┌────────
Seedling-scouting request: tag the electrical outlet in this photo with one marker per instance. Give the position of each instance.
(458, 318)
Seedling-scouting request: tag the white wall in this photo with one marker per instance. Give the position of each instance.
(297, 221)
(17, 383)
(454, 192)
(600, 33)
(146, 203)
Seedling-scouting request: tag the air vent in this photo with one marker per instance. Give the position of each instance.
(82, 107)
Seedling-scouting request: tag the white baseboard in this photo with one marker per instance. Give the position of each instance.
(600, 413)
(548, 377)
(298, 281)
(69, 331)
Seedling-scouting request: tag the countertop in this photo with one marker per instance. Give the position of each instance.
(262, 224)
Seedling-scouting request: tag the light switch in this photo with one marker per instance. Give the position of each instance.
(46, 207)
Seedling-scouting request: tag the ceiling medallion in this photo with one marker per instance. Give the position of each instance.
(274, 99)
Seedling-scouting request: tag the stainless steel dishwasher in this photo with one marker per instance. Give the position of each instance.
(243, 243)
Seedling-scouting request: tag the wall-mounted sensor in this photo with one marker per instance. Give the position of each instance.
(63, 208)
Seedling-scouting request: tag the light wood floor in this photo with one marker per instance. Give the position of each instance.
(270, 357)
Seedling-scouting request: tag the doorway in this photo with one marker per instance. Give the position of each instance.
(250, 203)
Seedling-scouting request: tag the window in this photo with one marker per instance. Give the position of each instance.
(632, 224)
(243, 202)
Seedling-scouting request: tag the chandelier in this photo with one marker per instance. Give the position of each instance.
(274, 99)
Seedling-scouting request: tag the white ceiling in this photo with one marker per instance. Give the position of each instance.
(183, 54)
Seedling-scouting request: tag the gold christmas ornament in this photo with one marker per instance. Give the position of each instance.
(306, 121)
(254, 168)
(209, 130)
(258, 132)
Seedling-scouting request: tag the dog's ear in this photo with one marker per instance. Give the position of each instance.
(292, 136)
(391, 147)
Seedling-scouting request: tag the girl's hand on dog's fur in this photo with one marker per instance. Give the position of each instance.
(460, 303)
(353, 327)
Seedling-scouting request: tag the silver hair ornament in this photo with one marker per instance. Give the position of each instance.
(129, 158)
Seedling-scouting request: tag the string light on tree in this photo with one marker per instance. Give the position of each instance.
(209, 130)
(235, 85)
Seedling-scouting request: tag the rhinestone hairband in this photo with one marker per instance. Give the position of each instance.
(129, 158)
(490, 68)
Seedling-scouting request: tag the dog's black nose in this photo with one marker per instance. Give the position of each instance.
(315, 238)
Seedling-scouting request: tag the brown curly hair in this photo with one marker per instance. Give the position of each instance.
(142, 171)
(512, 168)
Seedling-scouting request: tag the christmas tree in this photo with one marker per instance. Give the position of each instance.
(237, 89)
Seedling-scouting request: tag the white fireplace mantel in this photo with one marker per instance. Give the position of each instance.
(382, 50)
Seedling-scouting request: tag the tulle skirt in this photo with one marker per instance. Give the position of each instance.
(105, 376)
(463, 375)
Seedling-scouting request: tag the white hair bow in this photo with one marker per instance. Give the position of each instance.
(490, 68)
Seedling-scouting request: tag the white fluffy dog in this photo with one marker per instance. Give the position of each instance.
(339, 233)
└────────
┌────────
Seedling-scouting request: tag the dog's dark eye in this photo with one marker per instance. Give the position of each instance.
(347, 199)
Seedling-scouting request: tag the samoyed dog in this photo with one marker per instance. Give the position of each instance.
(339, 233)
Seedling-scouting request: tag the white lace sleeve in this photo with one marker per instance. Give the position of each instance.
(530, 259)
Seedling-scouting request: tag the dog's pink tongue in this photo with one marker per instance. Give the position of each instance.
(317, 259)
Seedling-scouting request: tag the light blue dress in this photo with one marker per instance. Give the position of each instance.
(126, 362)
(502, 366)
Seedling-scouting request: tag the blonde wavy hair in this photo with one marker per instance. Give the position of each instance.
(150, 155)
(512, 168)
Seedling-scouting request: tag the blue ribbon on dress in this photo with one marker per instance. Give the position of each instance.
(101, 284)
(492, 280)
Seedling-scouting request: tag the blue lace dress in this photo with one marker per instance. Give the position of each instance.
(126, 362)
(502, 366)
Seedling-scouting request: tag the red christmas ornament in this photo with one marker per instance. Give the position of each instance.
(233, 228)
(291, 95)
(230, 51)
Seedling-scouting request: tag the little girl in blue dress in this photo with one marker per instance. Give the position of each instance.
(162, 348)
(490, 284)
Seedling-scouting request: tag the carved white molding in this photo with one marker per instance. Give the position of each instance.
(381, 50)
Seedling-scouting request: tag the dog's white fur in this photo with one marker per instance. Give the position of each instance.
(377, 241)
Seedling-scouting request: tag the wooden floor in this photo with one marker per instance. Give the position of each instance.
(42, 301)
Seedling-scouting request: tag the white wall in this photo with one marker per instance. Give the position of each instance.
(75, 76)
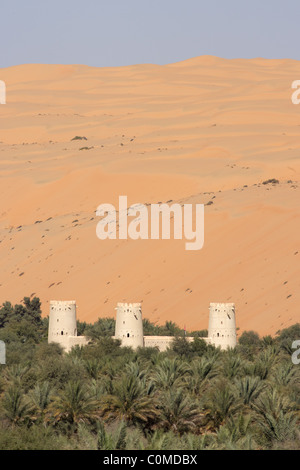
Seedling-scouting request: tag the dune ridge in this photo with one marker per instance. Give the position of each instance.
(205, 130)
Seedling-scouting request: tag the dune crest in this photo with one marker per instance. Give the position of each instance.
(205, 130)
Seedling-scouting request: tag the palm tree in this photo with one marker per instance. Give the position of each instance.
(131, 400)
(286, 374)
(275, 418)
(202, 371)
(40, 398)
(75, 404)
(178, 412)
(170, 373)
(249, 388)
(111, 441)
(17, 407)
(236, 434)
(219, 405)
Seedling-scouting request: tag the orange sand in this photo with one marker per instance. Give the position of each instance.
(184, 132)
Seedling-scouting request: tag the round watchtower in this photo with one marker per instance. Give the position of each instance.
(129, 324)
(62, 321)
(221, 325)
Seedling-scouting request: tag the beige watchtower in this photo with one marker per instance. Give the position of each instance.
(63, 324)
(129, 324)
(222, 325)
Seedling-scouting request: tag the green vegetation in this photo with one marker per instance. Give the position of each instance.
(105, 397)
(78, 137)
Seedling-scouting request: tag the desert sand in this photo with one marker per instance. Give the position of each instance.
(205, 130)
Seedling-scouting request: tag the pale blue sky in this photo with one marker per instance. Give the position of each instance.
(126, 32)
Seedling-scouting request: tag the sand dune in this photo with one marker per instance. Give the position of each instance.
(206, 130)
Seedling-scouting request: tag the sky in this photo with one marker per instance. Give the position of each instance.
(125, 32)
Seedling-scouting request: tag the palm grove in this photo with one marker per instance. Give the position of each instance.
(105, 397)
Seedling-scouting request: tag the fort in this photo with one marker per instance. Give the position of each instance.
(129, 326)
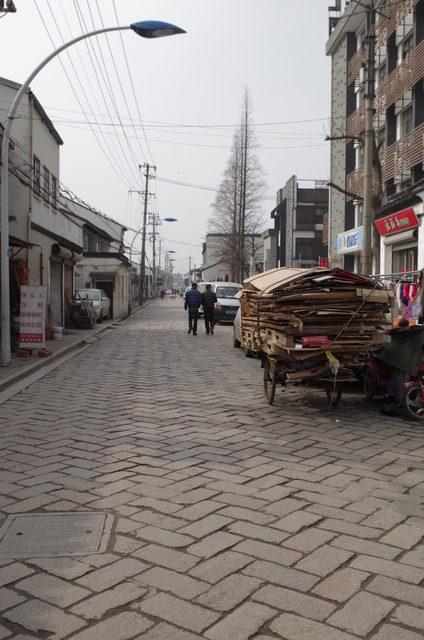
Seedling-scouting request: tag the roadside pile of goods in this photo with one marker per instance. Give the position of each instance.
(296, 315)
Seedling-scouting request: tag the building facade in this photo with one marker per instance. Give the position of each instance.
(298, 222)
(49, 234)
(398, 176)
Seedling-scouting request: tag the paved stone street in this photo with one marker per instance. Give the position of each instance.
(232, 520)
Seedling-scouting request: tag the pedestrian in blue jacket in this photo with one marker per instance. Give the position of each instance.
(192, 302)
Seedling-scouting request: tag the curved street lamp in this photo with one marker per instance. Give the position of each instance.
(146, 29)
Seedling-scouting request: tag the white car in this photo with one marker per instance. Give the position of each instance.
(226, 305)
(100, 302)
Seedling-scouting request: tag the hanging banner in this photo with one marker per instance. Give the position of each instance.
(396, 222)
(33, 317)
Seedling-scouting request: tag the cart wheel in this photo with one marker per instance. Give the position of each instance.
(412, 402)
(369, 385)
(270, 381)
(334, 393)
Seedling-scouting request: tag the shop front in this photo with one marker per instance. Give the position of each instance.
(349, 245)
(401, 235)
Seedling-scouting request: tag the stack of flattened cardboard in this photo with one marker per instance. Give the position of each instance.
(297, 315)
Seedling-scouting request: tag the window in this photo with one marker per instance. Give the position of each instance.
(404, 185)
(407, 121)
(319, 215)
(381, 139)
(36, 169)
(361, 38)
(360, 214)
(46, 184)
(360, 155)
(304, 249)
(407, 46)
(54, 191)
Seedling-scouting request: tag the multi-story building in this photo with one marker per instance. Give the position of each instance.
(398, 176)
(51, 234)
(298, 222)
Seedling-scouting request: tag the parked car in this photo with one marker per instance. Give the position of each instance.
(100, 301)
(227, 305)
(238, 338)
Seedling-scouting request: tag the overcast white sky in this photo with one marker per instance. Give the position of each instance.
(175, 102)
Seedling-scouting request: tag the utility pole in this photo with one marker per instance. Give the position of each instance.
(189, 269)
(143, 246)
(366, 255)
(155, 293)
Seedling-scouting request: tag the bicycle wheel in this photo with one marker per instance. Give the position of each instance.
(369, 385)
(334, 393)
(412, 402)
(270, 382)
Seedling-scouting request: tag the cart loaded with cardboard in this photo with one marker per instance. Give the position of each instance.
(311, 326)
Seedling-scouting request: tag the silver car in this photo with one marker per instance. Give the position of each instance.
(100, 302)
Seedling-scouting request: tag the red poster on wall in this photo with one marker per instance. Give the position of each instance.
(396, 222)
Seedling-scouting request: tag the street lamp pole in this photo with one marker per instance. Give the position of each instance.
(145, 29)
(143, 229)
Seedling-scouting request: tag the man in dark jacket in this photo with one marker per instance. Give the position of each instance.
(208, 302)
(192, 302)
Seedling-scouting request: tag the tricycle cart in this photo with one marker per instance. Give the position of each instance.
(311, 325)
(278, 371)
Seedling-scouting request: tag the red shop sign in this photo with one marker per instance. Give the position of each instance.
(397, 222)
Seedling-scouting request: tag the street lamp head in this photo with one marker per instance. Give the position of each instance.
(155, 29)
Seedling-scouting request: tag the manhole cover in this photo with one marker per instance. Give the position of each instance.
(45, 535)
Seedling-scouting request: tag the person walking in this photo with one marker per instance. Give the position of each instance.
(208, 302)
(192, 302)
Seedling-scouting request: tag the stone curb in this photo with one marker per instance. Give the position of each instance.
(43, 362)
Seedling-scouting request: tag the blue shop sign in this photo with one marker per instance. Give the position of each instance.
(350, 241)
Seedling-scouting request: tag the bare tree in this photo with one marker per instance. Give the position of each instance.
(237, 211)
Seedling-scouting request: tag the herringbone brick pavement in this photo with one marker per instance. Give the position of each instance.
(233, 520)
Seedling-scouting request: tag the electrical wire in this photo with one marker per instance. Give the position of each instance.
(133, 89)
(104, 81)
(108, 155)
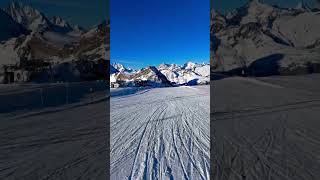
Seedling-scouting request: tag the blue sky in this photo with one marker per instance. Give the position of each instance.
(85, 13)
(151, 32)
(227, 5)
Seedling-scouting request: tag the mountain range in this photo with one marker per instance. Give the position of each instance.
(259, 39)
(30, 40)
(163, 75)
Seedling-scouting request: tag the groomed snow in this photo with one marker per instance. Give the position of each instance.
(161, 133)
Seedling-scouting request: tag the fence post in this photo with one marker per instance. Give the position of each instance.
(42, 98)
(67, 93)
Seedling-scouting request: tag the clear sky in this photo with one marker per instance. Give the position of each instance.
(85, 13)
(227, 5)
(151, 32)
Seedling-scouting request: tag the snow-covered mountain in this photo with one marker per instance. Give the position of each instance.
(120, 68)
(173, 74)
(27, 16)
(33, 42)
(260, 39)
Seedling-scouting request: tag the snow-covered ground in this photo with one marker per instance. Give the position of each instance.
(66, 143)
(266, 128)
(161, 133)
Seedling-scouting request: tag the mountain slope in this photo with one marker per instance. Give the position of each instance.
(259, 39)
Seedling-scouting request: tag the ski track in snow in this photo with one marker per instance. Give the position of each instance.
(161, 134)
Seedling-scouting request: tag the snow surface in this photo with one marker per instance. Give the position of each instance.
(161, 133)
└────────
┌────────
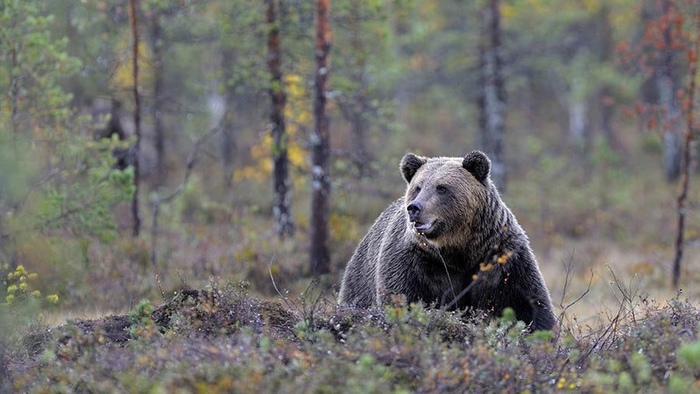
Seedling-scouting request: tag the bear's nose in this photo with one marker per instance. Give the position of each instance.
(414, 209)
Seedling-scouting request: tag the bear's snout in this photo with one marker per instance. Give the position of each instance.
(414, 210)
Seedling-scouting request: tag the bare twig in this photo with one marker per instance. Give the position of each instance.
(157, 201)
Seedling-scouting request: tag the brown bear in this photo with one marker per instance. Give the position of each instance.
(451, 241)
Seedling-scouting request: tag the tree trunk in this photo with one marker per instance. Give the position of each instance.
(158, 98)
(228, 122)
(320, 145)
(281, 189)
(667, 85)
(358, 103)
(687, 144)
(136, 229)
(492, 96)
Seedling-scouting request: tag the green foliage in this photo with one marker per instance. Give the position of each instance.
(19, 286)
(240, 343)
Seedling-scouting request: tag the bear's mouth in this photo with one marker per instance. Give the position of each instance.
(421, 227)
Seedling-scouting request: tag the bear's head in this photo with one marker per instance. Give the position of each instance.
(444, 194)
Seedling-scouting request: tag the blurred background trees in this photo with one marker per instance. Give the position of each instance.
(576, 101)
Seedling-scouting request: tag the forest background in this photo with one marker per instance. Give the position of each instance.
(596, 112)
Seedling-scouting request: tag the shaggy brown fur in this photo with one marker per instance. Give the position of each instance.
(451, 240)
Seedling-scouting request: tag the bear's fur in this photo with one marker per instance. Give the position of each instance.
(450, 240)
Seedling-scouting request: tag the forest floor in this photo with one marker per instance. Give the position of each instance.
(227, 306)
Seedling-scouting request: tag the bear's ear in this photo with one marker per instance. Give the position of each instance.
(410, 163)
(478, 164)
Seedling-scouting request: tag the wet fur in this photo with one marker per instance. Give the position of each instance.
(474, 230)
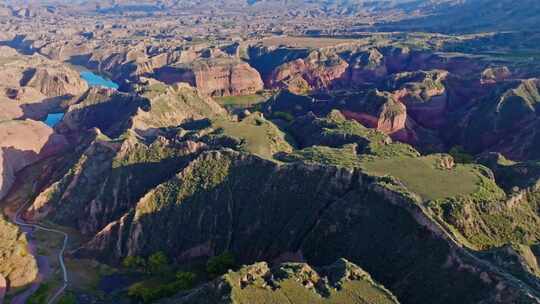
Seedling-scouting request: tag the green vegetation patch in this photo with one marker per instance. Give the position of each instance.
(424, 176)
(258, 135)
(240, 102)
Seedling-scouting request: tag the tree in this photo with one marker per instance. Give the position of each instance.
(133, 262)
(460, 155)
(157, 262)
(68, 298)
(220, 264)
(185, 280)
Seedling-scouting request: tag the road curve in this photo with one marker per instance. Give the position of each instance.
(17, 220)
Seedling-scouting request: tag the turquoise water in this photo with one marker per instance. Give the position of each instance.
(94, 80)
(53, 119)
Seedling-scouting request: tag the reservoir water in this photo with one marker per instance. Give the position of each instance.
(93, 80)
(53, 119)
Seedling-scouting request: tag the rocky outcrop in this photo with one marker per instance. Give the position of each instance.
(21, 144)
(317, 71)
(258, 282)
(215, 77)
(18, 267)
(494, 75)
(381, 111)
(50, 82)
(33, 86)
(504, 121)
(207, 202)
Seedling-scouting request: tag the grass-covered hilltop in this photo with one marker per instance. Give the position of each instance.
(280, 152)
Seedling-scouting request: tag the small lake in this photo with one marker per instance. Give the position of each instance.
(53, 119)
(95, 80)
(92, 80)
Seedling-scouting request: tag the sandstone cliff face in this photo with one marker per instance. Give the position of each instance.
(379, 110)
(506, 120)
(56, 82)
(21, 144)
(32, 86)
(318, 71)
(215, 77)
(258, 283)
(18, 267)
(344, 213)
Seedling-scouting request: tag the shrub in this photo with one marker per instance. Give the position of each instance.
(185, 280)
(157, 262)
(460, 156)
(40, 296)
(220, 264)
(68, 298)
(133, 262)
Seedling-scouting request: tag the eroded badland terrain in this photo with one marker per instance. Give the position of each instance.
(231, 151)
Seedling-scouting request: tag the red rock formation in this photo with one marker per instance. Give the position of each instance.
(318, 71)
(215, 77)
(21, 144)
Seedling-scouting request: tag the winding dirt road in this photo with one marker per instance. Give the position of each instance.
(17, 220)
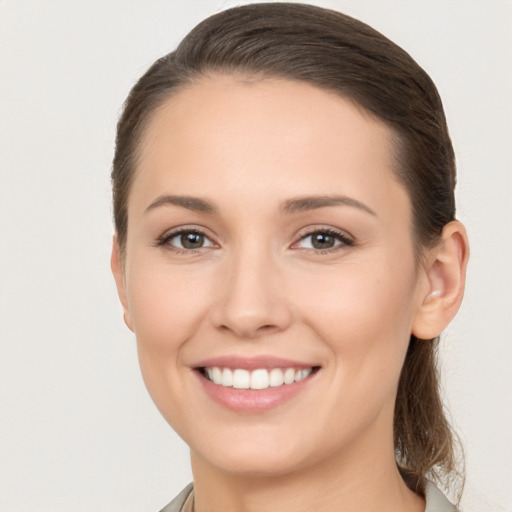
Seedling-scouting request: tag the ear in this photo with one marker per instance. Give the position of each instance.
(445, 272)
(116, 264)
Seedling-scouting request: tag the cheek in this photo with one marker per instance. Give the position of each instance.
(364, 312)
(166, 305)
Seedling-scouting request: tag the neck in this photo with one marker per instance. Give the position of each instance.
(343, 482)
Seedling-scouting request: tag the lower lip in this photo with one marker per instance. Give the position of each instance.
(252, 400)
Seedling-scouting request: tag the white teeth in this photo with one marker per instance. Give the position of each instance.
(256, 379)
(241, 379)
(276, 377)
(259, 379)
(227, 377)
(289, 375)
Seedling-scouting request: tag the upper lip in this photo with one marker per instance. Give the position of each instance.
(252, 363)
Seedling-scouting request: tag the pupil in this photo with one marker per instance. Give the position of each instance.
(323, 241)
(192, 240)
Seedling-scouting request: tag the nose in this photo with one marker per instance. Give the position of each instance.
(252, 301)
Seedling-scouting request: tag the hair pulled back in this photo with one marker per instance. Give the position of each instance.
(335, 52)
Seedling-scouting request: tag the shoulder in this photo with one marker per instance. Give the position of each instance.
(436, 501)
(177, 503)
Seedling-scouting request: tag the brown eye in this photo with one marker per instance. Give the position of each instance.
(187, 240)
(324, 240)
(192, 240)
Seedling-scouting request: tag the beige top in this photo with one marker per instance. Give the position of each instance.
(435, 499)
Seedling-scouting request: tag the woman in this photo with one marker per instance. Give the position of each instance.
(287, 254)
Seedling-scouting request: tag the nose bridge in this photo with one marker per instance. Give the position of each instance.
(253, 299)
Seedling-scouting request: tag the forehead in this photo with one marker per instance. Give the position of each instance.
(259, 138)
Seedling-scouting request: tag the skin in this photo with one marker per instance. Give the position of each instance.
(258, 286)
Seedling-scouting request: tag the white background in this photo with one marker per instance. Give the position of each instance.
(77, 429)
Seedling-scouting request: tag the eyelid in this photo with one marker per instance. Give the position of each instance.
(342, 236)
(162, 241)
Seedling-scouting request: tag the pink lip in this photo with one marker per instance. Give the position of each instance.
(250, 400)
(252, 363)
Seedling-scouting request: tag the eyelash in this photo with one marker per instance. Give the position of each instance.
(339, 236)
└────────
Proszę wskazać wszystkie wiersze powyższych rekordów, w których występuje słowo „mountain”, i przepisać każdy z nich w całości.

#### Rozwiązanie zadania:
Seedling-scouting request: tag the mountain range in this photo with one marker per instance. Give the position of each instance.
Seedling-scouting request: tag the snow-covered mountain in this photo with one marker per instance. Give the position of each instance.
Seedling-scouting request: tag the mountain slope in this photo with one marker per instance. Give the position of each instance.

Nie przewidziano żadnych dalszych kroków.